#### Brano da esaminare
+===+

Alberto Genovese non lascerà subito il carcere, dove è rinchiuso per scontare la condanna definitiva per due casi di violenza sessuale. Non sono bastati il parere favorevole della Procura generale né gli elementi difensivi messi sul piatto, come il fatto che si fosse sposato qualche mese fa quando era in una clinica ai domiciliari. L’ex imprenditore del web condannato resterà in cella per almeno altri 5 mesi. Il Tribunale di Sorveglianza, infatti, ha stabilito che, prima di decidere sulla richiesta di affidamento terapeutico, serve una seria valutazione psichiatrica.

+===+

Trascrivi senza alcuna modifica la parte del brano su Alberto Genovese che si apre con le parole contenenti "Alberto Genovese non" e si chiude con "seria valutazione psichiatrica.".

+===+

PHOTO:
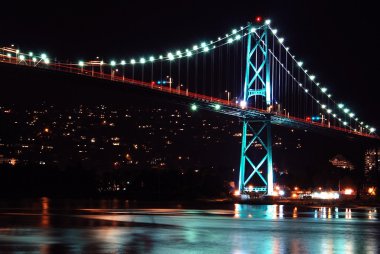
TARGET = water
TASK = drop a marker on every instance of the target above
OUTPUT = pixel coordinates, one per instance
(49, 226)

+===+

#### Area di risposta
Alberto Genovese non lascerà subito il carcere, dove è rinchiuso per scontare la condanna definitiva per due casi di violenza sessuale. Non sono bastati il parere favorevole della Procura generale né gli elementi difensivi messi sul piatto, come il fatto che si fosse sposato qualche mese fa quando era in una clinica ai domiciliari. L’ex imprenditore del web condannato resterà in cella per almeno altri 5 mesi. Il Tribunale di Sorveglianza, infatti, ha stabilito che, prima di decidere sulla richiesta di affidamento terapeutico, serve una seria valutazione psichiatrica.